• **Задание**: Отредактируйте фрагмент приведенного ниже текста о «Новороссии» от «Все девяностые и» до «служила сырьевым придатком.», заменив «ВТО» на «Совет Европы», и приведите этот фрагмент полностью.

• **Исходный текст**:
«Новороссия». Игра окончена«Новороссия». Игра окончена

Павел Казарин, для УП.
Всякий раз, когда российские спикеры повторяют, что Донбасс надо отдать на поруки Киеву, они забивают гвоздь в крышку «русского мира».
Отныне вся история про «Новороссию» – это история про предательство.
Все девяностые и «нулевые» любая дискуссия о постсоветском пространстве упиралась в главный вопрос – «цивилизационное предложение».
Любые разговоры о том, что бывшим советским республикам надо не дрейфовать на запад, а оставаться под крылом РФ, перекрывались главным вопросом – «А, собственно, зачем?» Ведь два постсоветских десятилетия Россия сама пыталась жить по западному канону – она наряду со всеми своими соседями стояла в очереди к окошку глобального макдональдса.
Она вступала в ВТО, приглашала инвесторов, глобализировала собственный бизнес, служила сырьевым придатком.
Ее элита пыталась быть частью глобальной элиты – отправляла детей на учебу в западные университеты и покупала недвижимость в зоне Шенгена. Россия сама стояла в ожидании франшизы на «западный образ жизни», а потому была изначально вторичной. Ее соседям проще было дрейфовать на запад самостоятельно – не прибегая к посредническим услугам Москвы. Чем, собственно, большинство постсоветских стран и занимались.
Даже на уровне риторики российские лидеры до недавнего времени не позволяли себе «системного антизападничества». Все изменилось лишь полтора года назад во время Майдана. И «Крымская весна» в этом смысле, многими была воспринята именно как разворот на 180 градусов.
В самой России именно аннексия полуострова сплотила вокруг Кремля самые разнородные группы, так или иначе мечтавшие о реванше.
Леваки, националисты, советские имперцы-прохановцы – все они, враждовавшие в девяностые и нулевые, оказались в лагере «коллективного путина». Во всех их спичах красной линией проходила мысль о том, что вот оно – новое российское цивилизационное предложение. Как минимум для тех, кто ощущает себя русским либо русскокультурным.
Главное его содержание звучало подкупающе просто.
Мол, если вы хотите быть с Россией – то достаточно одного вашего желания. Вам не придется воевать, страдать, хоронить близких – к вам придет армия и вернет вас «в родную гавань» без лишних жертв. Все будет как прежде и даже лучше: зарплаты и пенсии вырастут, а риски будут минимальны. Прямо-таки овеществленная мечта о Емеле, все желания которого исполняет державная щука.
Крым стал историей о воплощенном идеале патерналиста: государство делает за тебя всю грязную работу, оставляя тебе право на пожинание плодов. И среди пророссийски настроенных людей на постсоветском пространстве «крымская весна» выступила в роли некоей идеальной модели по «собиранию земель».
Но эта история длилась считанные недели. А потом случился Донбасс.

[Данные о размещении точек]
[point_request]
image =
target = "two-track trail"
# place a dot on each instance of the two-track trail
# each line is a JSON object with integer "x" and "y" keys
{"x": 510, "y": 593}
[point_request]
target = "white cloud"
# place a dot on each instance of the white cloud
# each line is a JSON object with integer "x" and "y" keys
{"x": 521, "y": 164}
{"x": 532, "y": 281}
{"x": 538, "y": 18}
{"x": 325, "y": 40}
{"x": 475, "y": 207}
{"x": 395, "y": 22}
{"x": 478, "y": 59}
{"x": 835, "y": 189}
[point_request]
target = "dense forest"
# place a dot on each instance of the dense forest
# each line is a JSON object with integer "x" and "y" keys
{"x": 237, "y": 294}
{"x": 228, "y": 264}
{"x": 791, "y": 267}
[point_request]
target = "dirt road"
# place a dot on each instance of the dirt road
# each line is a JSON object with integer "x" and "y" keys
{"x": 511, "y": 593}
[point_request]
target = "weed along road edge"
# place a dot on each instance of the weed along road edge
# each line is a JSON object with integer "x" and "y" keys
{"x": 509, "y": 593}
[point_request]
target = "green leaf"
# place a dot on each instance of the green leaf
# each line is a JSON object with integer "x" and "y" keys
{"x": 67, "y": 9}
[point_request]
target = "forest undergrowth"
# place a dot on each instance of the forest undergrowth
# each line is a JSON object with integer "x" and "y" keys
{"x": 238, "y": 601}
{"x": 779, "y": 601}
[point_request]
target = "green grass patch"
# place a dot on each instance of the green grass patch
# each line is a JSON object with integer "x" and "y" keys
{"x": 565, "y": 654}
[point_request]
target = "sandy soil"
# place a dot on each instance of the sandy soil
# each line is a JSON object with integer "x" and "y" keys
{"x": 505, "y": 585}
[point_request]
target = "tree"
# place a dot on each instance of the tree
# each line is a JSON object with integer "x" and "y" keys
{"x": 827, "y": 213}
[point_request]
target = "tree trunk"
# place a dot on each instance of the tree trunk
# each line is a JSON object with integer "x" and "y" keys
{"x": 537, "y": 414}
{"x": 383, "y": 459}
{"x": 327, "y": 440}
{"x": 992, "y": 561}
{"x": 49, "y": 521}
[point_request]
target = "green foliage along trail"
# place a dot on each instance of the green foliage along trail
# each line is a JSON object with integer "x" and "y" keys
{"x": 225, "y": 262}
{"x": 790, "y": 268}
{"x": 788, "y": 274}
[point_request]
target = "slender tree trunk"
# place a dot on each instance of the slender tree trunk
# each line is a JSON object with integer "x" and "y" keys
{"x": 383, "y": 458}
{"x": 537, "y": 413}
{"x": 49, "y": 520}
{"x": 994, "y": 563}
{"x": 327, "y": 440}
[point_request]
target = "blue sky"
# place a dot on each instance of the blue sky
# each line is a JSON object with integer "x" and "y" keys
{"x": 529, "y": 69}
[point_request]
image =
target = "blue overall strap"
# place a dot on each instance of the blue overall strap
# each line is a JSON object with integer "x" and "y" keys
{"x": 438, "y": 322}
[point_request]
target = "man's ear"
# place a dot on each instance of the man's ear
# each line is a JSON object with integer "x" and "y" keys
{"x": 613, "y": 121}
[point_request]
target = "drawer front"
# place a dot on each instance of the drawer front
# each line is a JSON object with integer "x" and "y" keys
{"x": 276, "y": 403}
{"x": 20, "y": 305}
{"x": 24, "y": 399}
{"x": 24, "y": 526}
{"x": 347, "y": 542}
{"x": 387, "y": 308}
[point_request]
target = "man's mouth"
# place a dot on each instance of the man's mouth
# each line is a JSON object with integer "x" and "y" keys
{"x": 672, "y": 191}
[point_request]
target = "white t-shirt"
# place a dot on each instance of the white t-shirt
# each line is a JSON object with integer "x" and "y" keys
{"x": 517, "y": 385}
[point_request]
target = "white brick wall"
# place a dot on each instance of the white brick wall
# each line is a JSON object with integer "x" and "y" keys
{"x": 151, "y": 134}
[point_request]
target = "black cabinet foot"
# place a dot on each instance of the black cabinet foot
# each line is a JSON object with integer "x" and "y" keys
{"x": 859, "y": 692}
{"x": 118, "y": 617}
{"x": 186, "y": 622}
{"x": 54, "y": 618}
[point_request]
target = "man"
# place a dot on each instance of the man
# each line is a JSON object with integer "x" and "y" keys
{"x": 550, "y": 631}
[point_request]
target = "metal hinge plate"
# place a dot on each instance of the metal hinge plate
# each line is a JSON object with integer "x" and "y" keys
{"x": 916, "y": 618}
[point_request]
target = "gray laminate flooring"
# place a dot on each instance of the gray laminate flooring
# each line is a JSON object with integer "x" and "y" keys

• **Ответ**:
Все девяностые и «нулевые» любая дискуссия о постсоветском пространстве упиралась в главный вопрос – «цивилизационное предложение».
Любые разговоры о том, что бывшим советским республикам надо не дрейфовать на запад, а оставаться под крылом РФ, перекрывались главным вопросом – «А, собственно, зачем?» Ведь два постсоветских десятилетия Россия сама пыталась жить по западному канону – она наряду со всеми своими соседями стояла в очереди к окошку глобального макдональдса.
Она вступала в Совет Европы, приглашала инвесторов, глобализировала собственный бизнес, служила сырьевым придатком.